Excerpt from a dataset:

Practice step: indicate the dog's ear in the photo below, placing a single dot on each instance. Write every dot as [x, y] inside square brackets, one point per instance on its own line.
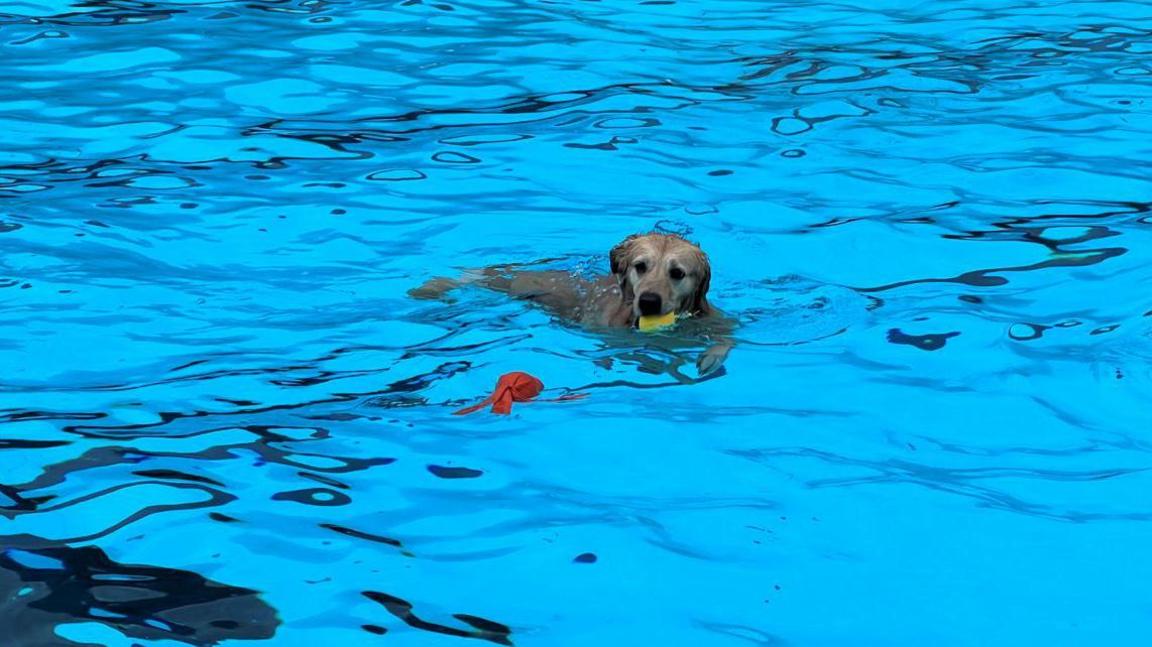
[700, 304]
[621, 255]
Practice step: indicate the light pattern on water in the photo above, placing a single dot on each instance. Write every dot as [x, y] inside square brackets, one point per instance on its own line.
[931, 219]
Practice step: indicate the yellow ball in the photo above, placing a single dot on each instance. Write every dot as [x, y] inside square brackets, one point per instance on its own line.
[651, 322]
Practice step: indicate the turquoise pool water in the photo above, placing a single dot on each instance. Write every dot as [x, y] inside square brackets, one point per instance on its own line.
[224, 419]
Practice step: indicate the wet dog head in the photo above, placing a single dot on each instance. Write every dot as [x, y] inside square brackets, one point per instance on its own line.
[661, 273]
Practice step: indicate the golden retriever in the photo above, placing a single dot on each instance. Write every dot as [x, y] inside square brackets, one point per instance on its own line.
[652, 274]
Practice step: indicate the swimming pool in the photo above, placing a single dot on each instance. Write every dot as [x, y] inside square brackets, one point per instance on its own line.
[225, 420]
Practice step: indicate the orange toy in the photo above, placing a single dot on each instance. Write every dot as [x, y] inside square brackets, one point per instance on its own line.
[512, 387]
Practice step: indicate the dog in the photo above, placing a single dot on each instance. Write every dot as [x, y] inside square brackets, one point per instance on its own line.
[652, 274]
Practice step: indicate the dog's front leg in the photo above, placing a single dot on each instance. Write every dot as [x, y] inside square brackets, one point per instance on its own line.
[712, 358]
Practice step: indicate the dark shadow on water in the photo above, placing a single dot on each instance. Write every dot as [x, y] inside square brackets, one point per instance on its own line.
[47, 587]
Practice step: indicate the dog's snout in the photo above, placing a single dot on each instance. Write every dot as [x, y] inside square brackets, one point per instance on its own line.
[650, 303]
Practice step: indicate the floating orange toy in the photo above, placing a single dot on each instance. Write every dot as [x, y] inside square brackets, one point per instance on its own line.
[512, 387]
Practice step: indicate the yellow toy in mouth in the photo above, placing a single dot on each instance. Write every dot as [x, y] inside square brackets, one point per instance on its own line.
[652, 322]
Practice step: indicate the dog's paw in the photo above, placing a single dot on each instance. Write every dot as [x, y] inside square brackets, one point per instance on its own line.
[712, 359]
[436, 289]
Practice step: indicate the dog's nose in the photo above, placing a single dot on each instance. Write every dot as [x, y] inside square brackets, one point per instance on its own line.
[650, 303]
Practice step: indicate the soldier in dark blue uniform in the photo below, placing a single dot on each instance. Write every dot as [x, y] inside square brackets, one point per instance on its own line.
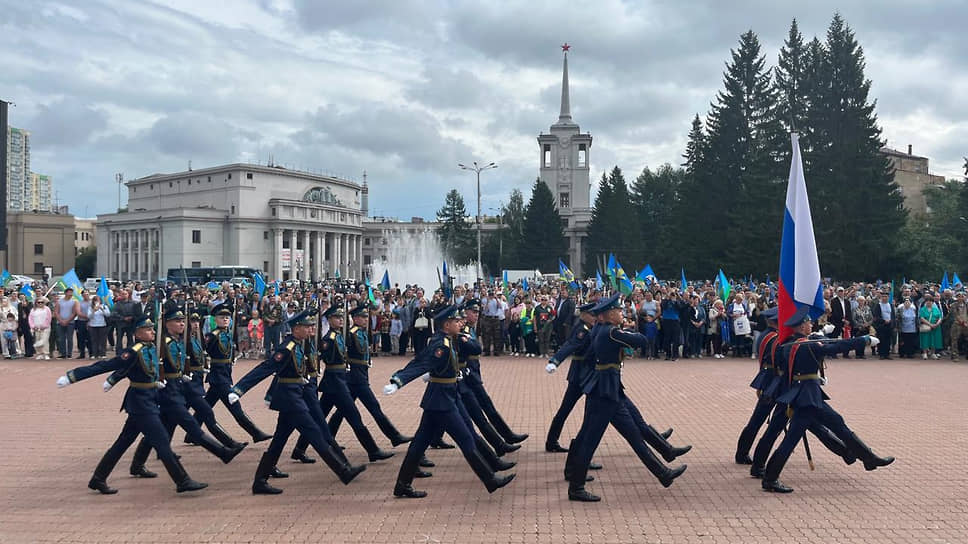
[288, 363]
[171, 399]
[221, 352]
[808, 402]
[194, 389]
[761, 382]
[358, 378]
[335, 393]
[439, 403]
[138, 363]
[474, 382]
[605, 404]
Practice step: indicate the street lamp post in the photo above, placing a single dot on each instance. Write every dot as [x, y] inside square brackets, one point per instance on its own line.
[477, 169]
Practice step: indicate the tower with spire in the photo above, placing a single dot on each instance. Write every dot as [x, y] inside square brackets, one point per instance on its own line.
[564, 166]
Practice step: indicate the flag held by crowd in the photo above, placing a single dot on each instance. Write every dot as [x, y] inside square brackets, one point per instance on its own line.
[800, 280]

**PROBLEM TO WORK ON**: Turn the part of the records that opens with the line containing "Practice step: indicate the dog's paw" and runs through the end of the records into a numbered list, skipping blank lines. Leave the pictures out of the answer.

**TASK RESULT**:
1. Practice step: indicate the dog's paw in the photo above, placing a single dot on each instance. Write every dot as [x, y] inside square brackets, one point per instance on its own line.
2. [712, 359]
3. [436, 289]
4. Practice step: indicate the dog's nose in the photo above, placing a single dot on each instance. Write every dot as [x, y] inside square brackets, one point per instance on its own line.
5. [650, 303]
6. Practice step: indicate the soldier in dark blue uniform in the photo below, placing a single dot on each instance. Write every dot as [x, y] inside square brackets, one point per instance on its own line.
7. [288, 363]
8. [171, 399]
9. [221, 352]
10. [808, 402]
11. [194, 389]
12. [761, 382]
13. [358, 378]
14. [335, 393]
15. [439, 403]
16. [138, 363]
17. [474, 382]
18. [605, 404]
19. Practice step: indicate the street lamp post in the photo above, placing a single dot on each instance. Write every dot as [x, y] inside square brackets, one point per instance on its own line.
20. [477, 169]
21. Practice step: indicate the tower with spire in the photo above, placing a single dot on each instance. Write every dot as [x, y] inside square brackets, one point per instance on its own line.
22. [564, 166]
23. Practice step: indicate the flag held by crowd in the photo above, placing a single dot on each instance. Write every dot as [x, y] inside square brackets, one point per instance on its own line.
24. [800, 280]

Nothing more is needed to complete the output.